1 Initialize R

Initialize R with the following commands:

# Initialize R -------------------------------------

# I set the working directory to be the folder that includes this document
graphics.off() # clear all graphs
options(digits=6,width=80) # R console display parameters
options(contrasts=c("contr.sum","contr.poly") ) # set up coding scheme for factors:
op <- par(no.readonly = TRUE) # save copy of current parameters
# usually a good idea to CLEAR WORKSPACE MEMORY
# use command in RStudio "Session" menu
# load libraries into R:
library(effectsize)
library(pwr)
library(TOSTER) # optional

2 One-sample t test

Load the iq data file.

load(file=url("http://pnb.mcmaster.ca/bennett/psy710/datasets/iq.rda"))

The numeric variable iq contains IQ scores from 20 individuals. Graphically inspect the data: check for outliers, extreme skew, etc.

# Check distributions:
par(mfrow=c(1,2)); # create 2 graphs on 1 page
boxplot(iq); # box plot
qqnorm(iq);qqline(iq) # qq plot

The data were analyzed with the following command.

# The data were analyzed with the following command.
t.test(iq,mu=100) # do t test
  1. What are the null and alternative hypotheses that are being evaluated by this t test?
# What are the null and alternative hypotheses
# that are begin evaluated by this t test?
tres <- t.test(iq,mu=100) # do t test
print(tres$alternative)
## [1] "two.sided"

Answer: The null hypothesis (H0) is that the \(\mu=100\). The alternative hypothesis (H1) is \(\mu \ne 100\).

--- EXERCISE TASKS ---
**a)** Rewrite the R tutorial starting with "The numeric variable" and going on through "being evaluated by this t test?", with "outliers" changed to "unusual values".
**b)** Carry on the R tutorial from its last line.

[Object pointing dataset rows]

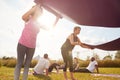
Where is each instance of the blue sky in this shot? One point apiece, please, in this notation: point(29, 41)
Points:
point(48, 41)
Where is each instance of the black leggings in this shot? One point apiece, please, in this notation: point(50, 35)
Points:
point(68, 59)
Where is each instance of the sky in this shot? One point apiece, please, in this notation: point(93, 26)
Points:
point(48, 41)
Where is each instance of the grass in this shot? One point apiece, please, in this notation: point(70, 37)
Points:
point(7, 74)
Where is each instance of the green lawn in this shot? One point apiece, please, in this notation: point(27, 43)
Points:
point(7, 74)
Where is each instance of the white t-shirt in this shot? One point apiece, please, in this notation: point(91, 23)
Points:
point(91, 66)
point(41, 65)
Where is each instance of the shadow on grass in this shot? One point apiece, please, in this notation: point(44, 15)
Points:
point(43, 77)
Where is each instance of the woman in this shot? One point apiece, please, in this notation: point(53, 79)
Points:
point(67, 48)
point(27, 42)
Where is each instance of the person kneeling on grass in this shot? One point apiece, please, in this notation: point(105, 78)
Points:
point(43, 64)
point(91, 67)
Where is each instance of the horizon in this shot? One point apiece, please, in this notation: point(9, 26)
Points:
point(49, 41)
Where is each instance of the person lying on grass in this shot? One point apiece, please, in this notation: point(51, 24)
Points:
point(91, 67)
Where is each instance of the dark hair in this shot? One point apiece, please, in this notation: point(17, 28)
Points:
point(77, 27)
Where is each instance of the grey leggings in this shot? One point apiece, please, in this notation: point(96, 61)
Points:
point(24, 54)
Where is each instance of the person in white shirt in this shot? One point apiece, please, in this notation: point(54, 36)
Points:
point(43, 64)
point(91, 67)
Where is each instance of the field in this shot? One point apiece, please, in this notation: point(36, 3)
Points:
point(7, 74)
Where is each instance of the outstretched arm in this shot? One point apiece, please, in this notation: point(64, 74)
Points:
point(84, 45)
point(27, 15)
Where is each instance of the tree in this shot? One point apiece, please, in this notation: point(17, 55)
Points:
point(117, 55)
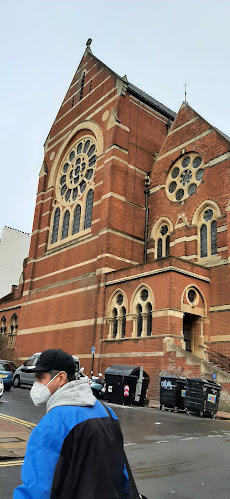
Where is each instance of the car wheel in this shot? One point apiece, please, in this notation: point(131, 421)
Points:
point(17, 382)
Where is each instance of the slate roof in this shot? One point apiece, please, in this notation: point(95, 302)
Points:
point(137, 92)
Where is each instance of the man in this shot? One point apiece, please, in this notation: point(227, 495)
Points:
point(76, 451)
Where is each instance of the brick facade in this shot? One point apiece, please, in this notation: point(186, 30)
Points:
point(93, 287)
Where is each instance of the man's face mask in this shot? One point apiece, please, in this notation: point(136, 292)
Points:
point(40, 393)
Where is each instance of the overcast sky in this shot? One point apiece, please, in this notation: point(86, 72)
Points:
point(158, 44)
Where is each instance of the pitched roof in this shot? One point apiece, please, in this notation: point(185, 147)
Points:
point(137, 92)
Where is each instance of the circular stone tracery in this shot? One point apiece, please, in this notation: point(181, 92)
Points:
point(184, 177)
point(76, 171)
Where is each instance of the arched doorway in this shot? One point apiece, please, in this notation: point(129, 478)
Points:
point(193, 307)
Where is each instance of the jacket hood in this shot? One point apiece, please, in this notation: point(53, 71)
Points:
point(77, 392)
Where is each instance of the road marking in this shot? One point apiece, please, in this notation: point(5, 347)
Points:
point(17, 420)
point(5, 464)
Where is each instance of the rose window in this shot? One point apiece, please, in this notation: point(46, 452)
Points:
point(76, 170)
point(184, 177)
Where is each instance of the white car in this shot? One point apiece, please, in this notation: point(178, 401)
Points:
point(1, 387)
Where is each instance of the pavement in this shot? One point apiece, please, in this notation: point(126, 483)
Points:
point(14, 433)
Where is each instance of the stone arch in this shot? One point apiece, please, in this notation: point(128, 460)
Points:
point(135, 295)
point(158, 238)
point(111, 301)
point(194, 308)
point(141, 309)
point(116, 315)
point(205, 204)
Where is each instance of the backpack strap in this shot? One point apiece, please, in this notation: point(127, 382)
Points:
point(133, 486)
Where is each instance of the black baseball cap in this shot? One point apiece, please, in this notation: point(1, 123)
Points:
point(54, 359)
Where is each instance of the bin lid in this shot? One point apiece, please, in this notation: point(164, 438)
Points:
point(204, 382)
point(172, 376)
point(124, 370)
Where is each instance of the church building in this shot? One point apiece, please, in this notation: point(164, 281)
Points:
point(130, 248)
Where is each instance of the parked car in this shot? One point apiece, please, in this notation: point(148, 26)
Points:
point(1, 387)
point(28, 378)
point(6, 373)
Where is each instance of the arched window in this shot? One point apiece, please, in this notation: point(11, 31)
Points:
point(163, 241)
point(167, 246)
point(123, 321)
point(76, 219)
point(203, 241)
point(65, 225)
point(13, 331)
point(159, 248)
point(116, 315)
point(82, 86)
point(139, 319)
point(88, 209)
point(55, 226)
point(3, 325)
point(74, 190)
point(213, 237)
point(149, 319)
point(114, 323)
point(208, 234)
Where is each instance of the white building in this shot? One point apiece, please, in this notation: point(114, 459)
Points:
point(14, 247)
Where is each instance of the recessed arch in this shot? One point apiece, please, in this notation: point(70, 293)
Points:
point(194, 286)
point(157, 225)
point(205, 204)
point(136, 296)
point(111, 302)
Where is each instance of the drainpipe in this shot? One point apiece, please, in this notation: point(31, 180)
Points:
point(146, 191)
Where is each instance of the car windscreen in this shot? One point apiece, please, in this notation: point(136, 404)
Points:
point(4, 367)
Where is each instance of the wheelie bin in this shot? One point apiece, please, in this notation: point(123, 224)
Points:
point(202, 397)
point(172, 392)
point(126, 384)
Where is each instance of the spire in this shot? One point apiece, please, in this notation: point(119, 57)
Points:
point(88, 43)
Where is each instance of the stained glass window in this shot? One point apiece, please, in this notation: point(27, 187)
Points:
point(159, 248)
point(139, 320)
point(123, 322)
point(167, 246)
point(203, 241)
point(114, 323)
point(76, 219)
point(213, 237)
point(149, 319)
point(55, 226)
point(88, 210)
point(82, 85)
point(65, 225)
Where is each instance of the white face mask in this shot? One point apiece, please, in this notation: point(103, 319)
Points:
point(40, 393)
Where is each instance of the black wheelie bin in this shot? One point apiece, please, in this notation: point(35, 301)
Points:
point(202, 397)
point(126, 384)
point(172, 392)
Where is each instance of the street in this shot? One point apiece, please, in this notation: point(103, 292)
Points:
point(171, 455)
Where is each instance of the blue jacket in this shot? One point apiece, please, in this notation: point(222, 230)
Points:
point(75, 451)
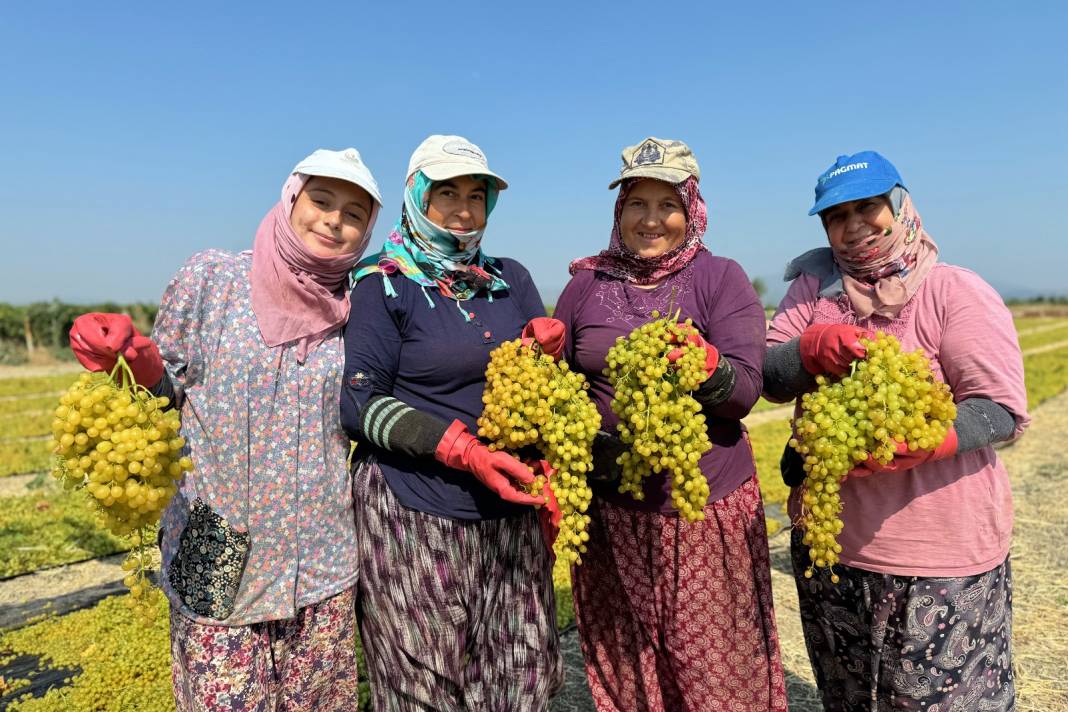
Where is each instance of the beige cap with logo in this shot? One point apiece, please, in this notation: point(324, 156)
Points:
point(443, 157)
point(671, 161)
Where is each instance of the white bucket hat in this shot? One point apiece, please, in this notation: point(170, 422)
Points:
point(345, 164)
point(443, 157)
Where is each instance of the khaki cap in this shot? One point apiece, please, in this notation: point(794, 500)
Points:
point(442, 157)
point(671, 161)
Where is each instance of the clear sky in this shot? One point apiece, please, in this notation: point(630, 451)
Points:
point(132, 135)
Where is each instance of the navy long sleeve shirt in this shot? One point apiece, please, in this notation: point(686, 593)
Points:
point(435, 361)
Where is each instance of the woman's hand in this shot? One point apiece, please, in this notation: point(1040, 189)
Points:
point(495, 469)
point(97, 339)
point(904, 459)
point(549, 334)
point(694, 338)
point(829, 348)
point(549, 515)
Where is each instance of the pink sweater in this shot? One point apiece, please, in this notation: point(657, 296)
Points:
point(949, 518)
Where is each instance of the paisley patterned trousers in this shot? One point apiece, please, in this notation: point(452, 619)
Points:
point(879, 642)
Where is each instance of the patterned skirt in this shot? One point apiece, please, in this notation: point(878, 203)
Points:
point(880, 642)
point(301, 664)
point(454, 614)
point(678, 616)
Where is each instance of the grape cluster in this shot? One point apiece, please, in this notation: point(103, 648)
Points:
point(532, 400)
point(659, 420)
point(119, 443)
point(890, 397)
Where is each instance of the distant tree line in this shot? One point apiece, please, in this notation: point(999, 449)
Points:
point(46, 326)
point(1046, 299)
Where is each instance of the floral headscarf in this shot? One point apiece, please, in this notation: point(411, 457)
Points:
point(433, 256)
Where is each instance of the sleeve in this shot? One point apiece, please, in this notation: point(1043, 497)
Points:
point(784, 376)
point(980, 422)
point(978, 350)
point(566, 310)
point(373, 346)
point(178, 330)
point(737, 330)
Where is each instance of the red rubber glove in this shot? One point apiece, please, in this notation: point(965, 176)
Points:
point(97, 339)
point(711, 353)
point(829, 348)
point(548, 332)
point(461, 451)
point(549, 515)
point(906, 460)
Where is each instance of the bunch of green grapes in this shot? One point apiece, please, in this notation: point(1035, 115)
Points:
point(659, 418)
point(533, 400)
point(890, 397)
point(120, 444)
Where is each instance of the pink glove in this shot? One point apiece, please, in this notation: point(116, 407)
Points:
point(549, 333)
point(829, 348)
point(711, 353)
point(461, 451)
point(549, 516)
point(97, 339)
point(906, 460)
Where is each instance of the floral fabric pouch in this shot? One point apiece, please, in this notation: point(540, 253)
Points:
point(207, 568)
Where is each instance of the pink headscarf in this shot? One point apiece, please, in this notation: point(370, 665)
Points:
point(298, 296)
point(617, 260)
point(881, 273)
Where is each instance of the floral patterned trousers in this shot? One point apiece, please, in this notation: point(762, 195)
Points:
point(300, 664)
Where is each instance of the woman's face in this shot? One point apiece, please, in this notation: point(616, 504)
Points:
point(331, 216)
point(458, 204)
point(848, 223)
point(653, 220)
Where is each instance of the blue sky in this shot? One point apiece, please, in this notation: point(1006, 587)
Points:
point(134, 136)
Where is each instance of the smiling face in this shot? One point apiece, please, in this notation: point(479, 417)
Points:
point(849, 223)
point(653, 220)
point(458, 204)
point(331, 216)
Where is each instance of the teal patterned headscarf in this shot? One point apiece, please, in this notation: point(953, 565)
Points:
point(433, 256)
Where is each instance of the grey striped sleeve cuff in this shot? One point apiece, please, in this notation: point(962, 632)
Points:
point(719, 386)
point(393, 425)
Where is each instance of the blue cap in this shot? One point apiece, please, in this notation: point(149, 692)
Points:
point(852, 177)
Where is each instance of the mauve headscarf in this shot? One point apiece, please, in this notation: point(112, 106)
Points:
point(298, 296)
point(881, 273)
point(617, 260)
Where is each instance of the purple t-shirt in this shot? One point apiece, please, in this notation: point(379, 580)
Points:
point(717, 295)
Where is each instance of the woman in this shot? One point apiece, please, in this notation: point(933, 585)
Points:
point(921, 617)
point(674, 615)
point(248, 346)
point(456, 608)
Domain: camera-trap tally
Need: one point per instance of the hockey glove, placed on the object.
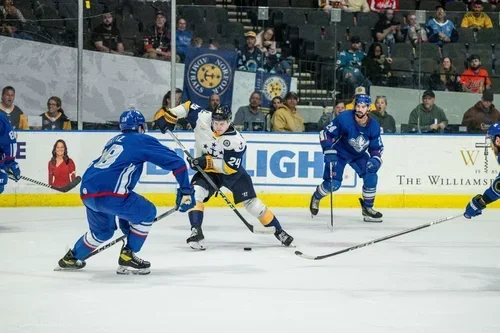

--- RESULTS FOR THE EXERCISE ---
**a)**
The numeric variable iq contains IQ scores from 20 individuals. Graphically inspect the data: check for unusual values, extreme skew, etc.

# Check distributions:
par(mfrow=c(1,2)); # create 2 graphs on 1 page
boxplot(iq); # box plot
qqnorm(iq);qqline(iq) # qq plot

The data were analyzed with the following command.

# The data were analyzed with the following command.
t.test(iq,mu=100) # do t test
  1. What are the null and alternative hypotheses that are being evaluated by this t test?

**b)**
  1. Assuming alpha is 0.05, can we conclude that our sample came from a population with a mean that differed from 100?
t.test(iq,mu=100)
## 
##  One Sample t-test
## 
## data:  iq
## t = -1.874, df = 19, p-value = 0.0764
## alternative hypothesis: true mean is not equal to 100
## 95 percent confidence interval:
##   91.1297 100.4900
## sample estimates:
## mean of x 
##   95.8099

Answer: If my alpha is 0.05, then I do not reject H0. But I do NOT accept H0 because the failure to reject H0 could reflect low power.

  1. Use t.test to calculate the 95% and 90% confidence intervals for the population mean of iq. Which interval is narrower? Why?
# The t.test command lists the confidence interval with all of the other results.
# The next 2 commands list ONLY the confidence intervals:
t.test(iq,mu=100)$conf.int # default is 95%
## [1]  91.1297 100.4900
## attr(,"conf.level")
## [1] 0.95
t.test(iq,mu=100,conf.level=0.90)$conf.int # 90%
## [1] 91.9434 99.6763
## attr(,"conf.level")
## [1] 0.9

Answer: The 90% CI is narrower than the 95% CI, and because it is narrower we expect to contain the true population mean less often than the 95% CI. In fact, the 90% CI will (in the long run) contain the true value only 90% of the time instead of 95% of the time. A 90% CI is said to have lower coverage than a 95% CI.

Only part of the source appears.